▶ **Exercise prompt**
Return the records from the first line through the line containing "box: [262, 284, 546, 400]", and leave out the pictures.

[[ Records provided, beginning ]]

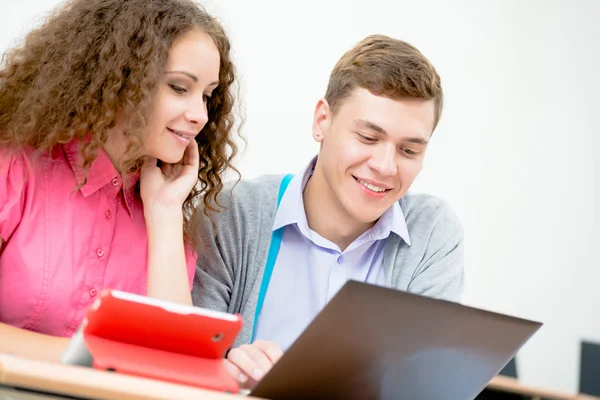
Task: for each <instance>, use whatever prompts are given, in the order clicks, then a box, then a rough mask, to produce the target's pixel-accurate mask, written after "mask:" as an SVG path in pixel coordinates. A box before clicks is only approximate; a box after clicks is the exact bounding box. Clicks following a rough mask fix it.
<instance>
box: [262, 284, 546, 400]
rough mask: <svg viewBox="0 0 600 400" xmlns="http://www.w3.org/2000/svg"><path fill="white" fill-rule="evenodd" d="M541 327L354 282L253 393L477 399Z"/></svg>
mask: <svg viewBox="0 0 600 400" xmlns="http://www.w3.org/2000/svg"><path fill="white" fill-rule="evenodd" d="M541 325H542V324H541V323H538V322H534V321H529V320H524V319H520V318H515V317H511V316H507V315H502V314H498V313H494V312H490V311H485V310H480V309H476V308H472V307H468V306H463V305H460V304H457V303H452V302H448V301H443V300H436V299H431V298H428V297H424V296H420V295H415V294H411V293H406V292H402V291H398V290H394V289H389V288H384V287H380V286H375V285H371V284H366V283H362V282H356V281H349V282H347V283H346V284H345V285H344V286H343V287H342V289H340V291H339V292H338V293H337V294H336V296H334V298H333V299H332V300H331V301H330V302H329V303H328V304H327V305H326V306H325V308H324V309H323V310H322V311H321V312H320V313H319V314H318V315H317V316H316V317H315V319H314V320H313V321H312V323H311V324H310V325H309V326H308V327H307V328H306V329H305V331H304V332H303V333H302V334H301V335H300V337H299V338H298V339H297V340H296V341H295V342H294V343H293V344H292V346H291V347H290V348H289V349H288V351H287V352H286V353H285V355H284V356H283V357H282V358H281V359H280V360H279V361H278V362H277V363H276V364H275V365H274V366H273V368H272V369H271V370H270V371H269V373H267V375H266V376H265V377H264V378H263V379H262V380H261V381H260V382H259V383H258V385H257V386H256V387H255V388H254V390H253V391H252V393H251V394H252V395H253V396H256V397H262V398H266V399H273V400H292V399H307V398H310V399H345V400H352V399H406V400H411V399H428V400H436V399H444V400H446V399H457V400H460V399H473V398H475V397H476V396H477V395H478V394H479V393H480V392H481V391H482V390H483V389H484V387H485V386H486V384H487V383H488V382H489V381H490V380H491V379H492V378H493V377H494V376H495V375H496V374H497V373H498V372H499V371H500V370H501V369H502V368H503V367H504V366H505V365H506V364H507V363H508V361H509V360H510V359H511V358H512V357H513V356H514V355H515V354H516V353H517V351H518V350H519V349H520V348H521V346H522V345H523V344H524V343H525V342H526V341H527V340H528V339H529V338H530V337H531V336H532V335H533V334H534V333H535V332H536V331H537V330H538V329H539V328H540V327H541Z"/></svg>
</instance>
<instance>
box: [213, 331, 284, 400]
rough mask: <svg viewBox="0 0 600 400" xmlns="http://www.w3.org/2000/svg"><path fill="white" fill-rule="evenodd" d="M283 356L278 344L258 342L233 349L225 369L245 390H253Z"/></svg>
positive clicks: (242, 387)
mask: <svg viewBox="0 0 600 400" xmlns="http://www.w3.org/2000/svg"><path fill="white" fill-rule="evenodd" d="M282 355H283V351H281V349H280V348H279V346H278V345H277V344H276V343H273V342H267V341H264V340H257V341H255V342H254V343H252V344H244V345H241V346H240V347H236V348H234V349H231V350H230V351H229V353H228V354H227V359H226V360H225V361H224V362H225V368H226V369H227V371H228V372H229V373H230V374H231V375H232V376H233V377H234V378H235V379H236V380H237V381H238V382H239V383H240V386H241V387H242V388H243V389H251V388H253V387H254V386H255V385H256V383H257V382H258V381H259V380H260V379H261V378H262V377H263V376H264V375H265V374H266V373H267V372H268V371H269V370H270V369H271V367H272V366H273V364H275V363H276V362H277V361H278V360H279V359H280V358H281V356H282Z"/></svg>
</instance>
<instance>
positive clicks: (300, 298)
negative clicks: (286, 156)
mask: <svg viewBox="0 0 600 400" xmlns="http://www.w3.org/2000/svg"><path fill="white" fill-rule="evenodd" d="M315 162H316V158H315V159H313V160H312V161H311V162H310V163H309V164H308V166H306V167H305V168H304V169H303V170H302V171H301V172H300V173H299V174H297V175H296V176H294V178H293V179H292V181H291V182H290V184H289V186H288V188H287V190H286V192H285V194H284V195H283V197H282V199H281V204H280V205H279V209H278V210H277V214H276V216H275V221H274V223H273V231H275V230H277V229H279V228H281V227H285V229H284V232H283V238H282V240H281V247H280V249H279V255H278V257H277V261H276V262H275V267H274V269H273V275H272V277H271V281H270V283H269V287H268V289H267V293H266V295H265V300H264V304H263V307H262V310H261V312H260V317H259V319H258V321H257V324H256V332H255V333H256V334H255V338H256V339H262V340H268V341H272V342H275V343H277V344H278V345H279V346H280V347H281V348H282V349H283V351H286V350H287V349H288V348H289V347H290V345H291V344H292V343H293V342H294V341H295V340H296V339H297V338H298V336H300V334H301V333H302V331H303V330H304V328H306V327H307V326H308V324H309V323H310V322H311V321H312V319H313V318H314V317H315V316H316V315H317V314H318V313H319V312H320V311H321V309H322V308H323V307H324V306H325V304H327V302H329V301H330V300H331V299H332V298H333V296H334V295H335V294H336V293H337V292H338V290H340V289H341V287H342V286H343V285H344V283H345V282H346V281H348V280H357V281H362V282H367V283H373V284H378V285H382V286H383V285H384V283H385V282H386V276H387V274H388V273H389V270H390V268H391V265H382V264H383V263H382V260H383V247H384V244H385V240H386V238H387V237H388V236H389V235H390V233H394V234H396V235H398V236H400V237H401V238H402V239H403V240H404V241H405V242H406V243H407V244H408V245H410V238H409V236H408V229H407V227H406V220H405V218H404V213H403V212H402V209H401V208H400V205H399V204H398V203H394V205H393V206H392V207H390V208H389V209H388V210H387V211H386V212H385V213H384V214H383V215H382V216H381V217H380V218H379V220H378V221H377V223H376V224H375V225H374V226H373V227H372V228H371V229H369V230H368V231H366V232H365V233H363V234H362V235H361V236H360V237H358V238H357V239H356V240H355V241H354V242H352V243H351V244H350V246H348V248H347V249H346V250H344V251H343V252H342V251H340V248H339V247H338V246H337V245H336V244H334V243H332V242H330V241H329V240H327V239H325V238H323V237H322V236H320V235H319V234H318V233H316V232H314V231H312V230H311V229H310V228H309V227H308V222H307V219H306V213H305V211H304V202H303V199H302V192H303V191H304V187H305V186H306V182H308V179H309V178H310V176H311V175H312V171H313V169H314V165H315Z"/></svg>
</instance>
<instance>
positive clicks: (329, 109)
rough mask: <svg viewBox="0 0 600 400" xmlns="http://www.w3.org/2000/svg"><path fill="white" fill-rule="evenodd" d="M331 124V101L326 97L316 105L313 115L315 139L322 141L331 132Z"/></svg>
mask: <svg viewBox="0 0 600 400" xmlns="http://www.w3.org/2000/svg"><path fill="white" fill-rule="evenodd" d="M330 125H331V108H330V107H329V103H328V102H327V100H325V99H324V98H323V99H321V100H319V102H318V103H317V106H316V107H315V115H314V117H313V139H315V141H317V142H322V141H323V138H325V136H326V135H327V132H329V126H330Z"/></svg>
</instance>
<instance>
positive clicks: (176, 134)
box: [173, 131, 189, 139]
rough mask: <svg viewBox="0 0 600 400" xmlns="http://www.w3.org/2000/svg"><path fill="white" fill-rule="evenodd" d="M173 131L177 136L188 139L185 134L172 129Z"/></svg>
mask: <svg viewBox="0 0 600 400" xmlns="http://www.w3.org/2000/svg"><path fill="white" fill-rule="evenodd" d="M173 133H175V134H176V135H177V136H181V137H182V138H184V139H189V137H187V136H185V135H183V134H181V133H179V132H177V131H173Z"/></svg>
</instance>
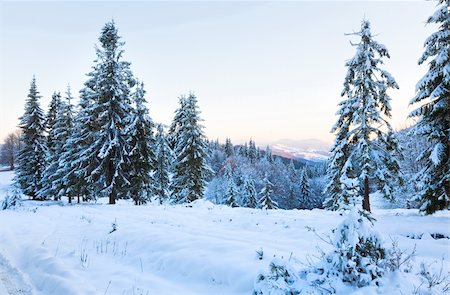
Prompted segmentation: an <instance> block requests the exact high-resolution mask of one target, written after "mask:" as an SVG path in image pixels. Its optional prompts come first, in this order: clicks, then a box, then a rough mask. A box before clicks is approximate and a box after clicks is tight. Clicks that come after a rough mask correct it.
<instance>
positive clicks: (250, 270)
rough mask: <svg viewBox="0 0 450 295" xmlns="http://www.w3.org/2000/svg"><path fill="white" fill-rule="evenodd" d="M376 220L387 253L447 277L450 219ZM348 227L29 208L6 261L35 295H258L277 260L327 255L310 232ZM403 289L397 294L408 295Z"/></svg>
mask: <svg viewBox="0 0 450 295" xmlns="http://www.w3.org/2000/svg"><path fill="white" fill-rule="evenodd" d="M10 176H11V175H10ZM1 178H7V177H6V176H5V175H3V176H0V179H1ZM4 184H5V182H3V185H4ZM375 216H376V217H377V218H378V223H377V225H376V227H377V229H378V230H379V231H380V232H382V236H383V237H384V238H385V242H386V243H387V244H390V237H392V238H395V239H398V241H399V245H400V247H402V248H406V249H412V248H413V247H414V245H416V247H417V257H416V261H417V263H420V262H421V261H425V262H427V263H431V262H433V261H435V260H439V259H440V258H442V257H444V258H445V259H446V262H445V267H446V268H447V269H448V267H449V266H450V264H449V261H450V240H449V239H439V240H435V239H433V238H432V237H431V236H430V234H431V233H441V234H443V235H446V236H450V227H449V221H450V215H449V214H448V212H445V213H440V214H438V215H435V216H426V217H423V216H419V215H418V213H417V211H414V210H409V211H408V210H380V211H378V212H376V214H375ZM340 220H341V216H339V215H337V214H336V213H334V212H327V211H323V210H312V211H299V210H292V211H284V210H274V211H269V212H265V211H261V210H252V209H245V208H229V207H224V206H214V205H212V204H211V203H208V202H204V201H200V202H197V203H195V204H193V206H192V207H185V206H153V205H149V206H139V207H137V206H133V205H131V204H129V203H127V202H119V204H117V205H113V206H110V205H106V204H89V205H86V204H84V205H72V206H67V205H65V206H61V205H58V204H56V203H52V205H50V206H42V204H41V203H37V202H32V201H26V202H24V205H23V206H22V207H20V208H18V209H16V210H6V211H0V224H1V227H0V255H2V256H3V257H5V258H6V259H8V261H9V263H10V264H11V266H12V267H14V268H16V269H18V270H19V271H20V272H21V274H22V275H23V279H24V281H26V282H27V284H29V285H30V286H32V288H33V292H34V294H37V295H41V294H251V292H252V289H253V284H254V280H255V277H256V274H257V273H258V271H259V270H260V269H267V267H268V264H269V263H270V261H271V259H272V258H273V257H274V256H277V257H285V258H286V257H290V256H291V255H293V256H295V257H296V258H298V259H300V260H303V261H306V257H307V256H308V255H310V254H315V253H317V252H316V249H315V248H316V246H317V245H319V246H320V247H321V248H322V249H324V250H327V245H326V244H325V245H324V243H323V242H322V241H320V240H319V239H318V238H317V237H316V236H315V235H314V234H313V233H311V232H308V231H307V230H306V228H305V226H313V227H315V228H316V229H317V231H318V232H319V233H329V230H330V229H331V228H332V227H334V226H336V224H337V223H338V222H339V221H340ZM112 223H115V224H116V230H115V231H113V232H111V231H112V230H113V226H112ZM408 236H409V237H408ZM419 236H422V238H421V239H411V238H410V237H419ZM260 248H261V249H262V250H263V251H264V259H262V260H259V259H257V257H256V256H257V255H256V251H257V250H259V249H260ZM406 283H408V282H406ZM399 288H403V285H400V287H399V286H395V285H393V286H392V288H391V289H389V290H390V291H392V294H400V293H399V292H398V290H400V289H399ZM0 290H1V289H0ZM404 294H407V293H404Z"/></svg>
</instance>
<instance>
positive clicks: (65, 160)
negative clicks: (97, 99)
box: [57, 71, 98, 203]
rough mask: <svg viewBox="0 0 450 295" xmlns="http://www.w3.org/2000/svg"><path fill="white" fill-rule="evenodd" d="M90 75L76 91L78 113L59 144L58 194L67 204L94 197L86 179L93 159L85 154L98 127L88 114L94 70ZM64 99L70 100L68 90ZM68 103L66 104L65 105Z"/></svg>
mask: <svg viewBox="0 0 450 295" xmlns="http://www.w3.org/2000/svg"><path fill="white" fill-rule="evenodd" d="M88 76H89V77H91V78H90V79H89V80H88V81H87V82H85V86H86V87H84V88H83V89H82V90H81V91H80V102H79V105H78V108H79V110H78V112H76V114H75V115H74V116H73V118H72V119H71V120H70V123H69V122H67V124H68V125H69V124H71V125H72V126H73V127H72V128H71V129H70V130H69V132H68V139H67V141H66V142H65V144H64V146H63V153H62V155H61V157H60V161H59V166H58V171H57V174H58V175H59V182H60V186H61V189H60V190H59V196H60V197H67V198H68V201H69V203H71V202H72V199H73V198H75V197H76V198H77V202H78V203H79V202H80V199H81V198H82V199H83V200H84V201H85V200H89V199H95V195H94V191H93V189H91V188H90V185H89V183H88V182H87V180H86V177H87V175H88V174H87V171H88V170H87V169H88V167H90V165H91V166H93V164H94V163H95V162H96V161H97V160H96V158H95V157H93V156H92V155H89V152H90V151H89V150H88V149H87V147H89V146H90V145H91V144H92V142H93V141H94V136H95V132H94V131H95V130H98V126H97V125H96V118H95V116H93V115H91V113H90V112H91V110H92V108H91V105H93V104H94V102H95V101H94V97H95V96H94V92H93V89H94V87H95V83H96V72H95V71H93V72H91V73H89V74H88ZM67 98H68V100H69V101H70V100H71V99H72V96H71V93H70V91H68V92H67ZM68 105H70V104H68Z"/></svg>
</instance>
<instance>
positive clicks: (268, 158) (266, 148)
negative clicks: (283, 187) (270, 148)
mask: <svg viewBox="0 0 450 295" xmlns="http://www.w3.org/2000/svg"><path fill="white" fill-rule="evenodd" d="M265 155H266V160H267V162H269V163H273V156H272V150H271V149H270V147H269V146H266V153H265Z"/></svg>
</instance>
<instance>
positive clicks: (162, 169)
mask: <svg viewBox="0 0 450 295" xmlns="http://www.w3.org/2000/svg"><path fill="white" fill-rule="evenodd" d="M172 158H173V156H172V150H171V149H170V147H169V141H168V140H167V137H166V135H165V134H164V129H163V126H162V125H161V124H158V127H157V132H156V137H155V174H154V179H155V188H154V190H155V196H156V197H157V198H158V200H159V203H160V204H162V203H163V202H164V201H166V200H168V199H169V187H170V176H169V171H170V165H171V163H172Z"/></svg>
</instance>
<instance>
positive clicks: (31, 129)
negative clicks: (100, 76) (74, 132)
mask: <svg viewBox="0 0 450 295" xmlns="http://www.w3.org/2000/svg"><path fill="white" fill-rule="evenodd" d="M40 98H41V96H40V95H39V92H38V90H37V86H36V79H35V78H34V77H33V80H31V85H30V92H29V94H28V99H27V100H26V103H25V113H24V115H23V116H22V117H20V124H19V127H20V128H21V131H22V134H21V138H20V140H21V142H22V147H21V149H20V151H19V156H18V164H19V165H18V167H17V170H16V179H15V180H16V182H17V183H18V184H19V186H20V188H21V189H22V192H23V194H25V195H27V196H28V197H30V198H32V199H33V200H36V199H38V195H37V194H38V192H39V190H40V189H41V188H42V187H41V185H42V182H41V180H42V175H43V173H44V169H45V156H46V153H47V148H46V139H45V136H44V132H45V118H44V113H43V111H42V109H41V108H40V106H39V99H40Z"/></svg>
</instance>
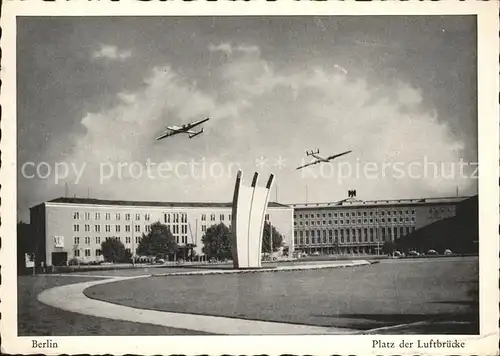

[[ Records provided, end ]]

▶ **Response below**
Task: for each <instance>, use whatever prompts are given, in the order clicks, then a box, then a rough mask, to produce the target's pixel-accurate mask, written after "mask:" as an SVG path in pixel coordinates. A box before clicks is only approximate; a box after clicks is the exact bounding box. Clicks following a rough mask fix it.
<instance>
box: [262, 284, 546, 400]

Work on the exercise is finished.